Kiedy byłem mały Conan Barbarzyńca był jednym z moich ulubionych filmów. Nie wiem właściwie czym mnie przyciągał, przecież raczej nie wysublimowaną grą Arnolda, choć on jakby urodził się do roli gościa, który rozwiązuje problemy z delikatnością i wyczuciem kombajnu Bizon. Może chodziło o klimat? Nieprzyjazny, twardy i surowy? Jeśli Wy też ocieracie łezkę z oka na wspomnienie uroczych dekapitacji, które mogliśy oglądać w produkcji z 1982 roku, to tak - Conan Exiles jest dla Was. To sieciowa produkcja osadzona właśnie w realiach świata stworzonego przez Roberta Howarda. Można też grać samemu, co również jest bardzo przyjemne.
Grę do recenzji dostaliśmy od polskiego wydawcy firmy Techland .
Tak czy inaczej zaczynamy od wiszenia na krzyżu, jako tytułowy Wygnaniec - uwalnia nas sam Conan. Reszta - zależy od nas. Gra rzuca nas na początku na pustynię, choć daleko jej do zupełnych pustkowi. Mamy ruiny, różne małe plemiona i potwory. Początek zresztą - szczególnie dla osób, które nie zetknęły się z tym gatunkiem - jest dosyć trudny i może być zniechęcający. Latamy bowiem samopas, jedynie w przepasce biodrowej, a nawet bez, jak ktoś lubi. Pierwsze ubranka i całą resztę - musimy zdobyć sami.

**ZAPISANE DANE:**
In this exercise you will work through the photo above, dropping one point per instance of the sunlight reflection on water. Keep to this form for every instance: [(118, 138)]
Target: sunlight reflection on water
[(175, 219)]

**CZĘŚCI ZADANIA:**
1) Przepisz dosłownie fragment recenzji Conan Exiles: zacznij od miejsca ze słowami „Tak czy inaczej” i skończ po słowach „musimy zdobyć sami.”.
2) Podejmij wątek recenzji Conan Exiles i dopisz jej ciąg dalszy po ostatnim zdaniu.

**WYNIKI ZADAŃ:**
1)
Tak czy inaczej zaczynamy od wiszenia na krzyżu, jako tytułowy Wygnaniec - uwalnia nas sam Conan. Reszta - zależy od nas. Gra rzuca nas na początku na pustynię, choć daleko jej do zupełnych pustkowi. Mamy ruiny, różne małe plemiona i potwory. Początek zresztą - szczególnie dla osób, które nie zetknęły się z tym gatunkiem - jest dosyć trudny i może być zniechęcający. Latamy bowiem samopas, jedynie w przepasce biodrowej, a nawet bez, jak ktoś lubi. Pierwsze ubranka i całą resztę - musimy zdobyć sami.

2)
Jak to sami? To znaczy, że musimy je stworzyć. Zebrać odpowiednią liczbę właściwych surowców i z nich wyprodukować odzienie, broń i narzędzia, które pozwolą nam tworzyć coraz bardziej zaawansowane przedmioty, które umożliwią przetrwanie, zbroję i broń. Możemy też wybudować sobie schronienie.
Początek jest o tyle trudny, że na każdym kroku czyhają jakieś "przeszkadzajki", które chcą nas jak najszybciej uwolnić od ziemskiej powłoki - tubylcy, zwierzęta, a nawet po kilku, kilkunastu pierwszych minutach można natknąć się na ożywione szkielety i wielkie skorpiony tudzież monstrualne krokodyle. Na początku lepiej nie wołać nikogo na solóweczki, bo to kończy się szybkim zgonem, a potem szukaniem zwłok, żeby odzyskać zgromadzone materiały i wyposażenie. A gra traktuje nas surowo niczym topór barbarzyńcy, bo dostajemy jedynie wskazówki co zrobić, ale już niekoniecznie jak, po co i gdzie iść.
To gdzie tu jakaś historia, fabuła, opowieść? No nigdzie. Znaczy jest, ale jakieś początki poznajemy dopiero po dłuższej chwili, wtedy spotykamy też NPCów, którzy coś podpowiedzą, widzą naszą przyszłość i w ogóle...
To o co tu chodzi?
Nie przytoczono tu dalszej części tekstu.